▶ [Stored records]
□ □ □

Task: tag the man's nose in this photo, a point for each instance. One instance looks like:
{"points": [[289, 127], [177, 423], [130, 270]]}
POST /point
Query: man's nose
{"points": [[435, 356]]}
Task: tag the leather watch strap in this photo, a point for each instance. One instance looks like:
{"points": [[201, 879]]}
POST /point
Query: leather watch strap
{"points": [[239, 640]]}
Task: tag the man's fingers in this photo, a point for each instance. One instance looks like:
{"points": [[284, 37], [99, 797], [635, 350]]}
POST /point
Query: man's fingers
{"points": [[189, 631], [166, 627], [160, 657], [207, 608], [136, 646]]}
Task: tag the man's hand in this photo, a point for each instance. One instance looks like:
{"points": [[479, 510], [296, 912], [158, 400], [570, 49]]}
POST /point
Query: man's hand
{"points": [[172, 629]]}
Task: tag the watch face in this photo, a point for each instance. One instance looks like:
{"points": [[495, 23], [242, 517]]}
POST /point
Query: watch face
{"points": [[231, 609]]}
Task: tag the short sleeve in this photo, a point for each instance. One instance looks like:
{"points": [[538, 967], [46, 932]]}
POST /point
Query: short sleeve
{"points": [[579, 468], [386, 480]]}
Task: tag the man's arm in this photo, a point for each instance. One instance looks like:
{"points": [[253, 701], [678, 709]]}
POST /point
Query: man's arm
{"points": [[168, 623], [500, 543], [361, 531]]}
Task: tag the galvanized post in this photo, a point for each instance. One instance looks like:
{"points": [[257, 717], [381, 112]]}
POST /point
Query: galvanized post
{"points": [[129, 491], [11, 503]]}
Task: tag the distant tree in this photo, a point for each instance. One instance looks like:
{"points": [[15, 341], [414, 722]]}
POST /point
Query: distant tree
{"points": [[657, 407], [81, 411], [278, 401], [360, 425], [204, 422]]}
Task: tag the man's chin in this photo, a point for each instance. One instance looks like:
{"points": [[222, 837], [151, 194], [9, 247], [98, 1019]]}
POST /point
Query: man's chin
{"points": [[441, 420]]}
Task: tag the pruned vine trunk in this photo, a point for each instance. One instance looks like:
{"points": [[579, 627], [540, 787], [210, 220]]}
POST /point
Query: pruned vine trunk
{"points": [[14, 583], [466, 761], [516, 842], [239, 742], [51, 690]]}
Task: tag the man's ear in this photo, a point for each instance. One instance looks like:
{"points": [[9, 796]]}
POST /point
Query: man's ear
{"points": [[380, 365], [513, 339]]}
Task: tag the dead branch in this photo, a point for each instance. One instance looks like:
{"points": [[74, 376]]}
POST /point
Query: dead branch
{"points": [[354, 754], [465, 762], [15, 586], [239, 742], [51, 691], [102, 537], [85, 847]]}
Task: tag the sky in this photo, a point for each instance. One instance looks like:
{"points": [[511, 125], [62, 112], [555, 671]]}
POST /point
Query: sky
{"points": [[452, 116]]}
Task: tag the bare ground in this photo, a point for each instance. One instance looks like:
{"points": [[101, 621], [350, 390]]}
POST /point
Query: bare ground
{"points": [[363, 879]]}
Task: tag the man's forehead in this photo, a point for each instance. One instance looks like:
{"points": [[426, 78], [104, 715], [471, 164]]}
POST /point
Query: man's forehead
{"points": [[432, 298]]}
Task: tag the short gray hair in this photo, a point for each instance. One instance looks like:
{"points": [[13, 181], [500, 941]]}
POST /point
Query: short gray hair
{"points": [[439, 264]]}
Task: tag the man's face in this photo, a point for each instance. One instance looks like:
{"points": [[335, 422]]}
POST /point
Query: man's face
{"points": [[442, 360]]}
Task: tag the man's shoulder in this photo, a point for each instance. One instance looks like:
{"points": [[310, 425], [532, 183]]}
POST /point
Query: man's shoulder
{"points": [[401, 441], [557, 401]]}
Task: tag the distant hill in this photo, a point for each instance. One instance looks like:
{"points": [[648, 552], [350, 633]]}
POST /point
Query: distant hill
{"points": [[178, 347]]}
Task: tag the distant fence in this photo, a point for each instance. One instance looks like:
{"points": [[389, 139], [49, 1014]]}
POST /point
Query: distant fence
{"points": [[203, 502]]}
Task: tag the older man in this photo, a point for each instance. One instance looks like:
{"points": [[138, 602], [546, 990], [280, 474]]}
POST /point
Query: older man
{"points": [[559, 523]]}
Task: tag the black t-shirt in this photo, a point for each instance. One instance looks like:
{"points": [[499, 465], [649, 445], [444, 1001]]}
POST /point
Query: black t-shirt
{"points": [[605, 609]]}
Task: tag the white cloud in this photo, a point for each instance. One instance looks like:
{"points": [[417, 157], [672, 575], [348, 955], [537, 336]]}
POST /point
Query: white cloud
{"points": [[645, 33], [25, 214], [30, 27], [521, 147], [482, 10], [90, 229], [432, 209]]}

□ □ □

▶ [DIRECTIONS FOR THIS TASK]
Render all of the data above as a Markdown table with two columns, Number and Content. Put each line in its own row with its number, and leave out blank lines.

▶ [SOLVED PROBLEM]
| Number | Content |
|---|---|
| 1 | Task: tag the man's nose in this photo, a point for each instance. One instance looks like: |
| 2 | {"points": [[289, 127], [177, 423], [130, 270]]} |
| 3 | POST /point |
| 4 | Query: man's nose |
| 5 | {"points": [[435, 356]]} |
| 6 | Task: tag the leather watch strap in this photo, a point for each instance. One instance looks like: |
| 7 | {"points": [[201, 879]]} |
| 8 | POST /point |
| 9 | Query: leather watch strap |
| 10 | {"points": [[239, 640]]} |
| 11 | Task: tag the man's fingers in this photo, a point for each instance. One instance looks like: |
| 12 | {"points": [[284, 37], [99, 797], [635, 350]]} |
| 13 | POST /point |
| 14 | Query: man's fingers |
| 15 | {"points": [[189, 631], [166, 627], [160, 657], [207, 608], [136, 646]]} |
| 16 | Task: tag the man's hand in this photo, a point for each instance. One instance looks like: |
| 17 | {"points": [[479, 510], [296, 912], [158, 400], [570, 49]]} |
| 18 | POST /point |
| 19 | Query: man's hand |
| 20 | {"points": [[172, 629]]} |
| 21 | Task: tag the watch face in this photo, a point for each instance. One instance looks like: |
| 22 | {"points": [[495, 23], [242, 517]]} |
| 23 | POST /point |
| 24 | Query: watch face |
| 25 | {"points": [[231, 609]]} |
| 26 | Task: tag the short sleeve in this photo, a point for each instance. One instance looks like: |
| 27 | {"points": [[538, 967], [46, 932]]} |
| 28 | POST /point |
| 29 | Query: short sleeve |
| 30 | {"points": [[579, 468], [386, 480]]} |
| 31 | Task: tag the man's arm in this photo, a point for each instance. One instance looks like: |
| 32 | {"points": [[253, 701], [678, 709]]} |
| 33 | POST /point |
| 34 | Query: man's arm |
| 35 | {"points": [[168, 623], [500, 543], [361, 531]]} |
| 36 | Task: tag the galvanized post in this photo, a point for each instance. One instance looks like: |
| 37 | {"points": [[257, 717], [381, 112]]} |
| 38 | POST /point |
| 39 | Query: galvanized post |
| 40 | {"points": [[129, 491], [11, 503]]} |
| 41 | Task: tag the distant tree in this photo, a point for each instance. One instance looks like: |
| 42 | {"points": [[15, 341], [414, 722]]} |
| 43 | POST /point |
| 44 | Query: distant tree |
| 45 | {"points": [[657, 407], [81, 411], [278, 401], [360, 425], [204, 422]]} |
| 46 | Task: tag the man's chin in this photo, a point for each instance. One instance looks like: |
| 47 | {"points": [[222, 837], [151, 194], [9, 247], [98, 1019]]} |
| 48 | POST /point |
| 49 | Query: man's chin |
| 50 | {"points": [[441, 420]]} |
| 51 | Task: tag the pruned vine trunk in this photo, a point for each instance. One instance looks like: |
| 52 | {"points": [[579, 627], [540, 787], [210, 220]]} |
| 53 | POST /point |
| 54 | Query: pruned vine trunk |
| 55 | {"points": [[14, 583], [466, 761], [516, 842], [239, 742], [51, 690]]} |
| 56 | Task: tag the man's ear in this photo, a point for each instance. One instance looks like: |
| 57 | {"points": [[9, 796]]} |
| 58 | POST /point |
| 59 | Query: man's ear |
| 60 | {"points": [[380, 365], [513, 339]]} |
| 61 | Task: tag the dead branch in this photo, a point for each instance. One instance looks like: |
| 62 | {"points": [[74, 376]]} |
| 63 | POST /point |
| 64 | Query: dead branch |
| 65 | {"points": [[354, 754], [465, 762], [15, 586], [239, 742], [51, 691], [102, 537], [85, 847]]} |
| 66 | Task: tag the sky in this photo, a point for each instance. One instance looks like: |
| 67 | {"points": [[511, 125], [62, 112], [555, 671]]} |
| 68 | POST /point |
| 69 | Query: sky |
| 70 | {"points": [[452, 116]]} |
| 71 | Task: tag the bare ground in this photo, a point for each instance. One instance looks like: |
| 72 | {"points": [[101, 621], [350, 390]]} |
| 73 | POST /point |
| 74 | Query: bare ground |
| 75 | {"points": [[363, 879]]} |
| 76 | Task: tag the man's forehead in this photo, a point for each instance. One instance looks like: |
| 77 | {"points": [[426, 78], [104, 715], [471, 164]]} |
| 78 | POST /point |
| 79 | Query: man's forehead |
| 80 | {"points": [[432, 298]]} |
| 81 | Task: tag the short gray hair in this photo, a point for each instance. One instance looks like: |
| 82 | {"points": [[13, 181], [500, 941]]} |
| 83 | POST /point |
| 84 | Query: short gray hair |
| 85 | {"points": [[439, 264]]} |
| 86 | Task: tag the man's face in this photo, a point for each instance. One instance looks like: |
| 87 | {"points": [[335, 422]]} |
| 88 | POST /point |
| 89 | Query: man's face |
| 90 | {"points": [[442, 360]]} |
| 91 | Task: tag the man's shoulder in this photo, a point for each instance. One instance looks like: |
| 92 | {"points": [[310, 425], [532, 183]]} |
| 93 | POST /point |
| 94 | Query: man's shoulder |
| 95 | {"points": [[401, 441], [557, 401]]} |
| 96 | Task: tag the distant hill in this photo, a point for each instance. One instance looks like: |
| 97 | {"points": [[648, 552], [350, 633]]} |
| 98 | POST /point |
| 99 | Query: distant hill |
| 100 | {"points": [[178, 347]]} |
| 101 | Task: tag the distant fence in this photo, a point for each instance. One instance looks like: |
| 102 | {"points": [[389, 139], [49, 1014]]} |
| 103 | POST /point |
| 104 | Query: distant fence |
| 105 | {"points": [[203, 502]]} |
| 106 | Task: tag the older man in this photo, a point for each instance. One instance looks like: |
| 107 | {"points": [[138, 602], [546, 990], [280, 474]]} |
| 108 | POST /point |
| 109 | Query: older man |
| 110 | {"points": [[559, 523]]} |
| 111 | Task: tag the black t-shirt in this photo, a point for each instance. One instance looks like: |
| 112 | {"points": [[499, 465], [649, 445], [444, 1001]]} |
| 113 | POST /point |
| 114 | Query: black t-shirt |
| 115 | {"points": [[605, 609]]} |
| 116 | Task: tag the white cloud in this photo, a point for each instance. One instance looks like: |
| 117 | {"points": [[417, 157], [672, 575], [348, 955], [537, 336]]} |
| 118 | POST /point |
| 119 | Query: white cloud |
| 120 | {"points": [[645, 33], [25, 214], [30, 27], [521, 147], [482, 10], [90, 229], [432, 209]]} |